- _TASK DETAILS_:
From the entries below, please output exactly the lines starting at the one containing "Target: white cloud" and ending at the one containing "Target: gable roof", both included.

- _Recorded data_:

BEGIN

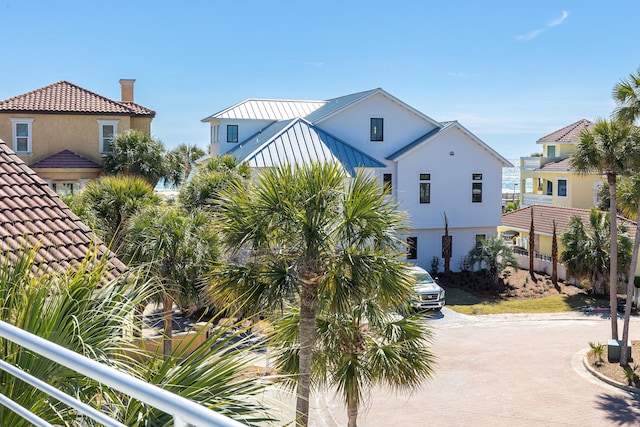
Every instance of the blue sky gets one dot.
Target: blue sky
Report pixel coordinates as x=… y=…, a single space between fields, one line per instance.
x=511 y=72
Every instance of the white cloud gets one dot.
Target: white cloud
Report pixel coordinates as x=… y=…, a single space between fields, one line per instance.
x=533 y=34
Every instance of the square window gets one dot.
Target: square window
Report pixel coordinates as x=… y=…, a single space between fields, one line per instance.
x=377 y=125
x=232 y=133
x=476 y=192
x=412 y=248
x=387 y=183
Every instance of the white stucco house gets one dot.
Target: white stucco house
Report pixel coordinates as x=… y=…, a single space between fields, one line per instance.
x=433 y=168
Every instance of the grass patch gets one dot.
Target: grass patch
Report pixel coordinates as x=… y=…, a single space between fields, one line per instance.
x=466 y=303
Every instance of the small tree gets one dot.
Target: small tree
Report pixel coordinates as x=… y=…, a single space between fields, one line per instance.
x=137 y=153
x=494 y=255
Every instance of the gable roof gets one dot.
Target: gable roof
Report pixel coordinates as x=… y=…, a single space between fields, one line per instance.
x=65 y=97
x=32 y=215
x=267 y=109
x=569 y=133
x=543 y=217
x=66 y=159
x=442 y=129
x=297 y=141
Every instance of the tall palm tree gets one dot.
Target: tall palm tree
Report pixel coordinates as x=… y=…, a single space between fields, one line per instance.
x=626 y=94
x=602 y=149
x=494 y=255
x=358 y=349
x=79 y=311
x=108 y=203
x=178 y=247
x=291 y=231
x=188 y=154
x=587 y=250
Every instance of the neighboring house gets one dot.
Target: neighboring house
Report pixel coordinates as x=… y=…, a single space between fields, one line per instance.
x=432 y=168
x=550 y=179
x=516 y=226
x=62 y=130
x=32 y=215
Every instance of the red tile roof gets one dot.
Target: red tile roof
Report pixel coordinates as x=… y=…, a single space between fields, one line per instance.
x=65 y=97
x=543 y=217
x=66 y=159
x=569 y=133
x=31 y=215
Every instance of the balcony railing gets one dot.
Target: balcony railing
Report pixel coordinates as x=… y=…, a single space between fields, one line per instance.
x=185 y=412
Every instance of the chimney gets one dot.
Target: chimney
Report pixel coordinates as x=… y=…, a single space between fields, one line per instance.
x=126 y=88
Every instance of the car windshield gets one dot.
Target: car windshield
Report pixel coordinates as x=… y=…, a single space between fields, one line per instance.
x=423 y=278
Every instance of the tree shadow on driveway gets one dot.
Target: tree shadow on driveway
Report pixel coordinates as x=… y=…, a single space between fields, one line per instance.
x=621 y=410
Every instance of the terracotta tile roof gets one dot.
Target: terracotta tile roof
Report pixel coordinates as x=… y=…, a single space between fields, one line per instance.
x=66 y=159
x=31 y=215
x=65 y=97
x=543 y=217
x=569 y=133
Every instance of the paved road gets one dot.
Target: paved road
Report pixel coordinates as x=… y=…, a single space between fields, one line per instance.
x=503 y=370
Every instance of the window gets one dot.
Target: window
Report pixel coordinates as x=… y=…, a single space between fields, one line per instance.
x=232 y=133
x=22 y=133
x=412 y=248
x=65 y=188
x=476 y=188
x=562 y=188
x=387 y=183
x=551 y=151
x=425 y=188
x=377 y=127
x=108 y=131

END

- _RESULT FOR THIS TASK_:
Target: white cloud
Report pixel coordinates as x=… y=…, a single space between fields, one line per instance.
x=533 y=34
Every instance of the square window gets one dot.
Target: square window
Report pixel coordinates as x=… y=…, a single space between fields, one line per instance.
x=377 y=125
x=232 y=133
x=476 y=192
x=412 y=248
x=387 y=183
Every instance of the white stucco house gets one dot.
Target: white stucco house
Report pixel coordinates as x=… y=…, a single space between fields, one line per instance.
x=433 y=168
Every instance of the grass patch gets one dot.
Target: grass patch
Report pixel coordinates as x=… y=…, a single space between fields, one line per instance.
x=466 y=303
Every instance of the small tree gets one dot.
Target: small tree
Report pixel coordinates as x=… y=…, a single space between fields, one line per instance.
x=137 y=153
x=494 y=255
Every instance of the gable roof gets one dot.
Target: gable roof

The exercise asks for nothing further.